> **Excerpt to read**:
○ ○ ○

I must start with an apology. This week’s article is slightly late due to a laptop malfunction. As Thierry Henry turned in the area and fired in his late leveller against Toronto FC I spilt a cup of tea all over my keyboard. When the repair man asked me what happened I told him:
“We went 1-0 up, thenput 11 men behind the ball and inevitably conceded”. He looked baffled but I continued: “Add to that the fact that we make defending set pieces look harder than climbing Mount Everest and how does Aron Winter think we can hold on to 1-0 wins?”.
It turned out (like most) he wasn’t interested in Toronto’s form but more with my broken computer (selfish). £200 later my laptop is fixed but I’m still frustrated.
However for me this frustration is welcome. At the start of this project I wondered if I would ever feel an emotional tie to an MLS team like I do with my local English side. I didn’t want this just to be a project, I wanted more than that. I wanted a different brand of football that would make me think, I wanted something new and exciting and believe it or not for me MLS and in particular Toronto FC are just that. The elation followed by frustration I felt during the Toronto v Red Bulls game proves to me that this emotional tie I was interested in is not only possible but after just a month of following Major League Soccer, Toronto FC mean something to me.

○ ○ ○

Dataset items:
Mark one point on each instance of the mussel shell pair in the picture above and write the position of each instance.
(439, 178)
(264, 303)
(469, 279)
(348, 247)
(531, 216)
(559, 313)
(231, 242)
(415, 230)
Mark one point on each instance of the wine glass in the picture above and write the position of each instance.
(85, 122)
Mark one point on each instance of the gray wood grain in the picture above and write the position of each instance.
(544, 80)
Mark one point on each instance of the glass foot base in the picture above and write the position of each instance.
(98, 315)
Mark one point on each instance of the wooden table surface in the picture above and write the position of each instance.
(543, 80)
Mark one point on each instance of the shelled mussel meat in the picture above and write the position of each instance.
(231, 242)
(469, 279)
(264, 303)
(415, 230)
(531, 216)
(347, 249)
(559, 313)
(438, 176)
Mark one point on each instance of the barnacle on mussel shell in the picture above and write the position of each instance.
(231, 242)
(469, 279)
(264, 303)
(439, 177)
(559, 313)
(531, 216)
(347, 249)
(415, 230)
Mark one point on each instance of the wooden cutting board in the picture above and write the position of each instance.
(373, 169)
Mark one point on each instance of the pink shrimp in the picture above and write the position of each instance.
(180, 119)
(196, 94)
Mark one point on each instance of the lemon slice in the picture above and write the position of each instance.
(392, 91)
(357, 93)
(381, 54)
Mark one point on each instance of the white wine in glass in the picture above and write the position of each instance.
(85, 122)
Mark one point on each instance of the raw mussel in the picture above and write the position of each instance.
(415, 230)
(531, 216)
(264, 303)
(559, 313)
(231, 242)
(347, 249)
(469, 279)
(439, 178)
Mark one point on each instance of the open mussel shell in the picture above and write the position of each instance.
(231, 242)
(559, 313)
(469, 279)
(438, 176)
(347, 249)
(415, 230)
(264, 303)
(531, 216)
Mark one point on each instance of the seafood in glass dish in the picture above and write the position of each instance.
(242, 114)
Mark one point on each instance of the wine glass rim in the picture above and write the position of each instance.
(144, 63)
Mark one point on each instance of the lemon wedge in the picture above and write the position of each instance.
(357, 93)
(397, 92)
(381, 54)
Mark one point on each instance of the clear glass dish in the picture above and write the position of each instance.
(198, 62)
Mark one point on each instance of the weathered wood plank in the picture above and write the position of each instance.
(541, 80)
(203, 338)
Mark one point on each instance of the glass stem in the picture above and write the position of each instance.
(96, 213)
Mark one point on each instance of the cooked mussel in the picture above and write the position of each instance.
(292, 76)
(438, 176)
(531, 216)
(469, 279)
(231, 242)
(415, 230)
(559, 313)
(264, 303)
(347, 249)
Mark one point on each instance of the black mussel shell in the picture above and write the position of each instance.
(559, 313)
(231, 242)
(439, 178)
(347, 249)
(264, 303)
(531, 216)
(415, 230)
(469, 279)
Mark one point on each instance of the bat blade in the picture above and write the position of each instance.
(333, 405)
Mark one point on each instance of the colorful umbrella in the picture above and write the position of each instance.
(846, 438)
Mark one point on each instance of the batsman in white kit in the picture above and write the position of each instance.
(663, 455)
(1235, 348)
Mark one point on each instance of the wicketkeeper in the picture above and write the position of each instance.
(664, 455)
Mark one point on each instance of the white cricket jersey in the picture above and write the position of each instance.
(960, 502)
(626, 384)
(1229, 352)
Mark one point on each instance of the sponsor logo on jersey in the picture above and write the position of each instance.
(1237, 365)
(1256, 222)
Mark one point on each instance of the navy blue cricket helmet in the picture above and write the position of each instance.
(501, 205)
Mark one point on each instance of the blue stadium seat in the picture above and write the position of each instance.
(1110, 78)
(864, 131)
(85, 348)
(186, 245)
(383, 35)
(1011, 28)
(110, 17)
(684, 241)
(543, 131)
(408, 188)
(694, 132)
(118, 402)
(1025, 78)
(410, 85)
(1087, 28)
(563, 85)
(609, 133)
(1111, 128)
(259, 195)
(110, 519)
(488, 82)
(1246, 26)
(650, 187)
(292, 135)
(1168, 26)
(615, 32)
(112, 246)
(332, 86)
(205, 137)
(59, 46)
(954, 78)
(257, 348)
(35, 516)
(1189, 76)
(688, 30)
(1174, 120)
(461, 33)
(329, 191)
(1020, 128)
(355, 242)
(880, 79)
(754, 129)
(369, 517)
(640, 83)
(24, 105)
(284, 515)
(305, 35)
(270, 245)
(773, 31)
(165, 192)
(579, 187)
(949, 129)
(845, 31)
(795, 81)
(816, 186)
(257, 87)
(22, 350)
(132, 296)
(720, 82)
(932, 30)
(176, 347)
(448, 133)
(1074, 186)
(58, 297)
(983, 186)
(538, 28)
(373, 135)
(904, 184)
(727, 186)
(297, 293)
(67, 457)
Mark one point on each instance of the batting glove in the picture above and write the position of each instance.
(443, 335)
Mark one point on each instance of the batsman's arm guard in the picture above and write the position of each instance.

○ ○ ○

> **Instructions to follow**: Carry on the piece above about following Toronto FC, starting right after its final sentence.

> **Result**:
The game itself was the first chance I have had to witness the Henry and Rodgers partnership upfront. In truth it confused me but I reluctantly admit to some degree it does work. Studying them together was a strange experience that I can only really compare to watching a charity match or a testimonial. The sort of game where a supporter wins the chance to come on for the last 5 minutes and play alongside his hero. Henry is a suave pioneer of the game; he is intelligent and (even now) at times brilliant. Rodgers who while in England was arrested on three separate occasions is none of the above but with nine MLS goals since arriving I suppose his contribution can’t be denied. However he is the sort of player that I predict won’t play a big part in Major League Soccer’s future. In five years time I don’t believe many MLS teams will be looking to England’s lower leagues for “talent”. Even the staunchest MLS fan must see how it is difficult for English fans to take a league seriously when a striker who never played above the third tier of English football is partnering Thierry Henry upfront. In musical terms it would be like John Lennon performing a duet with James Blunt it wouldn’t happen.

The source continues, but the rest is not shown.